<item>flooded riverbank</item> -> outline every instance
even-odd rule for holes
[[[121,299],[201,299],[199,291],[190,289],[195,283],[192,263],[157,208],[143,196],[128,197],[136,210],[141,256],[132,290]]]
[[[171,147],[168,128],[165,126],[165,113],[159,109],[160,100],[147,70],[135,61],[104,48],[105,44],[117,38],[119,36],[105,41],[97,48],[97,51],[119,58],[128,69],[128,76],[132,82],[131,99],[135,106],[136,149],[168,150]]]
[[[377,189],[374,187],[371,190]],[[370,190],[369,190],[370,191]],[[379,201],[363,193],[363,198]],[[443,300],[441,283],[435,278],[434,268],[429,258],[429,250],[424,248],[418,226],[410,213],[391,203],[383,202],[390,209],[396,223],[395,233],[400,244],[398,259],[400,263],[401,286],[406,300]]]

━━━━━━━━━━━━━━━━━━━━━━━━━━━━━━

#### How to complete this task
Each entry needs to be transcribed exactly.

#### Written solution
<item>flooded riverbank</item> -> outline every instance
even-odd rule for holes
[[[121,299],[201,299],[199,291],[190,289],[195,283],[192,263],[157,208],[143,196],[128,197],[136,210],[141,256],[132,290]]]
[[[171,147],[168,128],[165,126],[165,113],[159,109],[160,100],[147,70],[135,61],[104,48],[105,44],[117,38],[119,36],[105,41],[97,48],[97,51],[119,58],[128,69],[128,76],[132,82],[131,99],[135,106],[136,149],[168,150]]]
[[[377,189],[374,187],[371,190]],[[370,190],[369,190],[370,191]],[[379,201],[363,193],[363,198]],[[443,300],[441,283],[435,278],[434,268],[429,258],[429,250],[424,248],[418,226],[410,213],[391,203],[383,202],[390,209],[396,223],[395,233],[400,244],[398,259],[400,263],[401,286],[406,300]]]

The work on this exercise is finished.